▶ _Listagem disponível_:
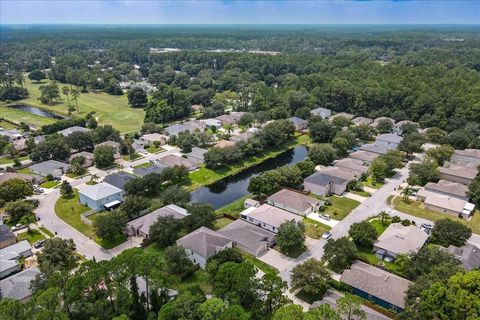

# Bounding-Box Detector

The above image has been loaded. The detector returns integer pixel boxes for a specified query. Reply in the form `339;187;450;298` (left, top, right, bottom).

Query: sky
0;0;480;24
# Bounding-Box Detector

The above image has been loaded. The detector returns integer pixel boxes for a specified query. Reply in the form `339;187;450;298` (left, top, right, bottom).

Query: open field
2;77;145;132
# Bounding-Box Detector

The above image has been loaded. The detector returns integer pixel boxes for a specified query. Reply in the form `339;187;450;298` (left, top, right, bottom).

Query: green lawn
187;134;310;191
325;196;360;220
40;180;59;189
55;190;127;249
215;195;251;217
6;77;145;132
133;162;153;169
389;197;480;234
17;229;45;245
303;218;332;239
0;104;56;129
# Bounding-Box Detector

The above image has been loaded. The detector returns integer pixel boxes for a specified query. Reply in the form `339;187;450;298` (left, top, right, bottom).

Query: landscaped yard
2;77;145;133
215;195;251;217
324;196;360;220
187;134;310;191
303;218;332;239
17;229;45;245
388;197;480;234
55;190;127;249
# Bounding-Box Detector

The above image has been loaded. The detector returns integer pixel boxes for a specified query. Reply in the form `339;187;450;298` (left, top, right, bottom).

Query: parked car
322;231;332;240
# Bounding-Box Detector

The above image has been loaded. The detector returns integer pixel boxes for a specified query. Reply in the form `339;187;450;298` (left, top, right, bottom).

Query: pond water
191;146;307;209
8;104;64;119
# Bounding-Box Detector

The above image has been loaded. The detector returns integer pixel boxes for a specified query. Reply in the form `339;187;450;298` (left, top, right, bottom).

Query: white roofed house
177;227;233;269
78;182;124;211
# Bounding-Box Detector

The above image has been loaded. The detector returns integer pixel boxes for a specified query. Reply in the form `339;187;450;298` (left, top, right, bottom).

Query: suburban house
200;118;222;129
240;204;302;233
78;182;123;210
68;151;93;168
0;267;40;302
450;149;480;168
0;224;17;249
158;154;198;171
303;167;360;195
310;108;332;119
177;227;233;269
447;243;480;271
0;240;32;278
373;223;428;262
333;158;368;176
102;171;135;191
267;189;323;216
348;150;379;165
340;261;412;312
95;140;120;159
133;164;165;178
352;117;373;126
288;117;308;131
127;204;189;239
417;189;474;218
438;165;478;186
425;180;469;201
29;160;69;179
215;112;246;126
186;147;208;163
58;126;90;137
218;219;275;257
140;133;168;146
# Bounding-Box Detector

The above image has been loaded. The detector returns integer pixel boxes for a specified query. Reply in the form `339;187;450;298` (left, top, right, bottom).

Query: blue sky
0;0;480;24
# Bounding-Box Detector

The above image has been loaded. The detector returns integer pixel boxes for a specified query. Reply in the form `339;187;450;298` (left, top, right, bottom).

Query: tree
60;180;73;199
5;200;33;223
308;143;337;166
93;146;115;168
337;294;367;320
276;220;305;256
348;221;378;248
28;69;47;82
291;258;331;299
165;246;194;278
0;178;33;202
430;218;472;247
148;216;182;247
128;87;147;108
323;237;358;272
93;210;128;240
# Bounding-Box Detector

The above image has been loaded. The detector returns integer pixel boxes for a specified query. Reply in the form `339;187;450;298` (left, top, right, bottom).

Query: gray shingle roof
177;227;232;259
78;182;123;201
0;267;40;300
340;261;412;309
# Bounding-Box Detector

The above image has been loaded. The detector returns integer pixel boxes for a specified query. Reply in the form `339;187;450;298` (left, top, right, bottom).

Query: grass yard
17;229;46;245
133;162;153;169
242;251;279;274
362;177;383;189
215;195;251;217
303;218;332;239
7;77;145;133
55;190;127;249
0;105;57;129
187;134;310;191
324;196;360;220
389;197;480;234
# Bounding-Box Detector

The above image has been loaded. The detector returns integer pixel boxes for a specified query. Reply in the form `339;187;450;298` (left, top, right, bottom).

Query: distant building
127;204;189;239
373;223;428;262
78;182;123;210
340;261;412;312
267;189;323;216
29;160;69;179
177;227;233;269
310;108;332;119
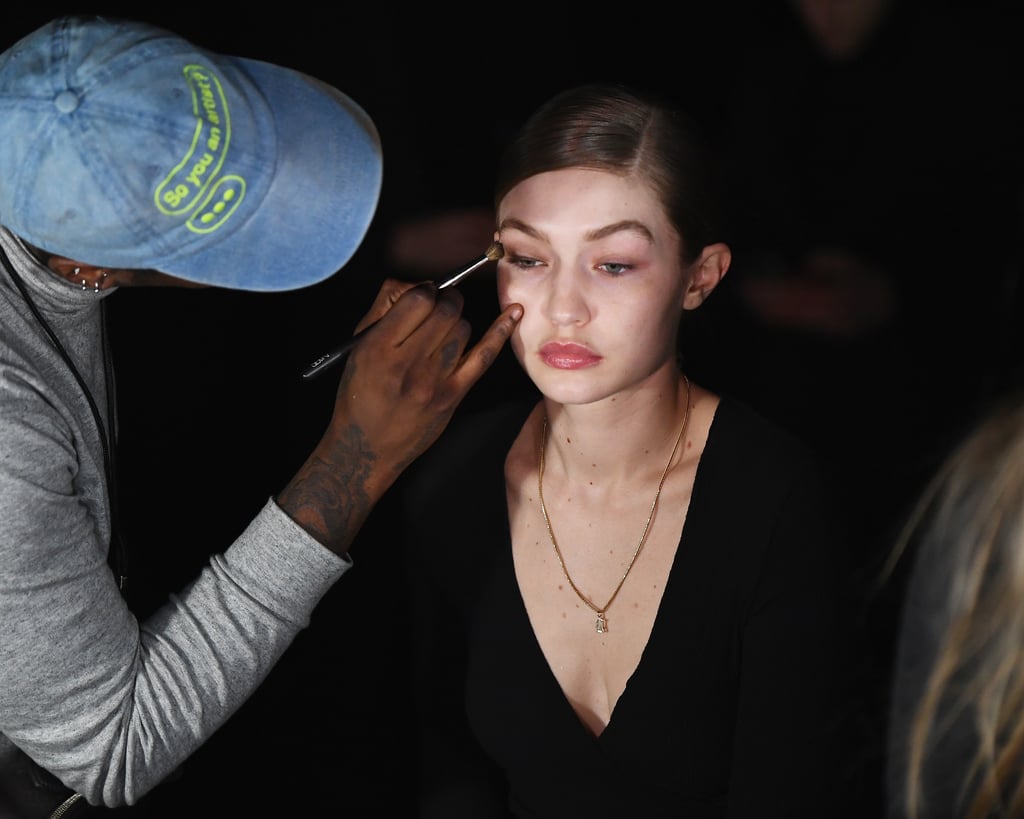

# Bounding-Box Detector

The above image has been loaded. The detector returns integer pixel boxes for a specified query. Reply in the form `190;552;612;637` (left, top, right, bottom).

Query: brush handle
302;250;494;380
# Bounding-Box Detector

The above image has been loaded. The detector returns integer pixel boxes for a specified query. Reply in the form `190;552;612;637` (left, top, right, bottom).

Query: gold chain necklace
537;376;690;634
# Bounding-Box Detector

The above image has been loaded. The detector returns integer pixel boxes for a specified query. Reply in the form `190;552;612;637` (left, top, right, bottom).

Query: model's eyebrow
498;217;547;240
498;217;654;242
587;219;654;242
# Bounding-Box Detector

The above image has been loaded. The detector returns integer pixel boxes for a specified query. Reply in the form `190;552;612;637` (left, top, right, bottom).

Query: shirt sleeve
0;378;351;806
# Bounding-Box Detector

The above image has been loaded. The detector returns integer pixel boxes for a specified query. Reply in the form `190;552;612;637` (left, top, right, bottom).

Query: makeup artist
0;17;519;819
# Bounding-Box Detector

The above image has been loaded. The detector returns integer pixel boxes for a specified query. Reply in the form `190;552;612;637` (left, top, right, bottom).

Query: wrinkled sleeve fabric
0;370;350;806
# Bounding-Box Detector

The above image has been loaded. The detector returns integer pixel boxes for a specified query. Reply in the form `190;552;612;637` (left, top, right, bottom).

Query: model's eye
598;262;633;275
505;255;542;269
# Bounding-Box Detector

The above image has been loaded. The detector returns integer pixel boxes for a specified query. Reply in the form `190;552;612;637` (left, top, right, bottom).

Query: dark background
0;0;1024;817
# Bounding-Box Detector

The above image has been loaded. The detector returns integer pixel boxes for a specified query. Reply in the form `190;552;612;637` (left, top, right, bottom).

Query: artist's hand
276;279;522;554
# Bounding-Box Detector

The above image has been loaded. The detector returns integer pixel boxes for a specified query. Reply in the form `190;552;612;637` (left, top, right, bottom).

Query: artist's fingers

▶ _A tarefa_: Imprima toda a listagem acima, linha por linha e sem qualquer alteração, omitindo as imagens.

▶ _Resposta esperada_:
# Bounding-Box Detector

The above image has been loaded. The detector returns integer pixel boxes for a specified query. Reply in the form `339;187;450;298` (left, top, right, bottom).

Query: sky
0;0;480;24
# Bounding-Box Detector

The above image has been loaded. The detector returns integer pixel boxes for a specified query. Reply in the form `339;187;450;298` (left, top, right, bottom).

Query: open field
2;77;145;132
# Bounding-Box Detector

The above image has been loaded. The detector returns integer pixel boxes for a specified query. Reply in the form `339;187;450;298` (left, top, right, bottom).

Query: green lawn
187;134;310;191
325;196;360;220
40;180;59;189
55;190;127;249
215;195;251;217
6;77;145;132
133;162;153;169
389;197;480;234
17;229;45;245
303;218;332;239
0;104;56;129
# Bounding-Box Detector

The above image has been loaded. The detector returns integer pixel boxes for a specified query. Reply in the form `339;187;450;298` (left, top, right, bottom).

Query: landscaped yard
2;77;145;133
215;195;251;217
324;196;360;220
187;134;310;191
303;218;332;239
17;229;45;245
388;197;480;234
55;190;127;249
# Bounding-Box Detector

The above image has been loaded. The detector returns integer pixel boxes for a specified query. Reply in the form `339;187;450;298` (left, top, right, bottom).

Query: parked car
322;231;332;240
# Bounding-Box Detector

The above image has been loaded. The detector returns integer pixel boxes for a specified query. Reply in the form `339;187;450;298` (left, top, right, bottom).

Query: pond water
191;146;307;209
8;104;64;119
# Bounding-Box Detector

The above image has been loaded. The detector returns integer pixel boxes for a specified query. Reply in the form `339;187;450;298` (left, top, right, bottom).

Query: white roofed house
177;227;233;269
78;182;124;211
# Bounding-Box Detector

The above image has been loaded. The detector returns integer pixel boxes for a specified query. Reply in the form `339;187;450;298` (left, top, right, bottom).

Query: suburban house
200;118;222;129
240;204;302;233
78;182;123;210
68;151;93;168
0;267;40;302
450;149;480;168
0;224;17;249
158;154;198;171
303;167;360;195
310;108;332;119
177;227;233;269
447;243;480;271
0;240;32;278
373;223;428;262
333;158;368;176
102;171;135;191
267;189;323;216
348;150;379;165
340;261;412;312
95;140;120;159
133;164;165;178
352;117;373;126
288;117;308;131
127;204;189;239
417;189;474;218
438;165;478;186
425;180;469;201
29;160;69;179
215;112;246;126
186;147;208;163
58;126;90;137
218;219;275;257
140;133;168;146
# Bounding-Box Detector

The above image has been loaded. The detector returns integer pixel boxes for a specified query. Reply in the form `339;187;450;298` (left, top, right, bottom).

Query: blue sky
0;0;480;24
# Bounding-Box Detector

The above image has been loaded. The detector returns integer pixel boxes for a specified query. Reply in the form `339;187;450;298` (left, top, right, bottom).

Query: tree
60;180;73;199
5;200;33;223
308;143;337;166
93;146;115;168
337;294;367;320
276;220;305;256
348;221;378;248
28;69;47;82
291;258;331;299
165;246;194;278
0;178;33;202
430;218;472;247
148;216;182;247
128;87;147;108
323;237;358;272
93;210;128;240
# Bounding-Box Detector

The above image has been loaded. The detector returns integer pixel boxes for a specified query. Reply in the form `339;187;450;298` (left, top, right, bottom).

Query: gray shingle roof
177;227;232;259
78;182;123;201
0;267;40;300
340;261;412;309
# Bounding-Box Detector

The above image has been loaded. The detector returns integer pixel boxes for a specified query. Reply in the form `339;187;450;298` (left, top, right, bottom).

Query: grass yard
17;229;46;245
133;162;153;169
242;251;279;274
362;177;383;189
215;195;251;217
303;218;332;239
7;77;145;133
55;190;127;249
0;105;57;129
187;134;310;191
324;196;360;220
389;197;480;234
# Bounding-Box Detector

The above image has been loaded. The detector returns integer pixel boxes for a specified query. Reply in the form `339;187;450;298` (left, top, right, bottom).

Query: distant building
127;204;189;239
373;223;428;262
78;182;123;210
340;261;412;312
267;189;323;216
29;160;69;179
177;227;233;269
310;108;332;119

# Bounding-Box Detector

The above image has been loaded. The detector returns integer pixel boxes for a specified query. Reply in the form `190;552;612;637` (left, top, right, bottom).

Query: brush handle
302;250;494;380
# Bounding-Box Detector

The above image has been loaded. The detector returns integer pixel boxes for a specified query. Reply in the form `190;552;612;637` (left, top, right, bottom).

Query: gold chain necklace
537;376;690;634
# Bounding-Box Detector

The above image has been loaded. The detector returns integer pixel boxes for a specified query. Reply in the form `190;552;612;637` (left, top, right, bottom).

Query: model's eyebrow
498;217;547;240
498;217;654;242
587;219;654;242
# Bounding-Box Detector

The above image has been loaded. The detector returns integer pixel boxes for a specified query. Reply in the form `190;552;612;637` (left, top, right, bottom).

Query: shirt sleeve
0;378;351;806
# Bounding-Box Detector

The above image has been loaded. The detector returns integer pixel boxes for a specified query. Reply in the form `190;552;612;637` (left, top, right, bottom).

Query: makeup artist
0;17;519;819
# Bounding-Box Detector

The above image has been loaded. The detector returns integer pixel boxes for a specified query. Reply in the form `190;552;612;637` (left, top, right, bottom).

Query: wrinkled sleeve fabric
0;370;350;806
# Bounding-Box Detector

The above image has been loaded. The detector returns integer pixel boxes for a specified query. Reply in the form `190;552;612;637` (left, top, right, bottom).

Query: model's eye
598;262;633;275
505;255;542;269
# Bounding-Box Detector

The above image has been loaded. The detector returns integer pixel boxes for a specified query. Reply in the form `190;552;612;637` (left, top, right, bottom).

Query: dark background
0;0;1024;817
# Bounding-Box Detector

The above image has been loaded. The detector returns integer pixel boxes for a specified query. Reply in the form `190;552;612;637` (left, top, right, bottom).

Query: artist's hand
276;279;522;554
# Bounding-Box Detector

The above image has been loaded. The detector returns integer pixel boxes for a specified query. Reply in the form `190;552;612;637` (left, top, right, bottom).

Query: artist's fingers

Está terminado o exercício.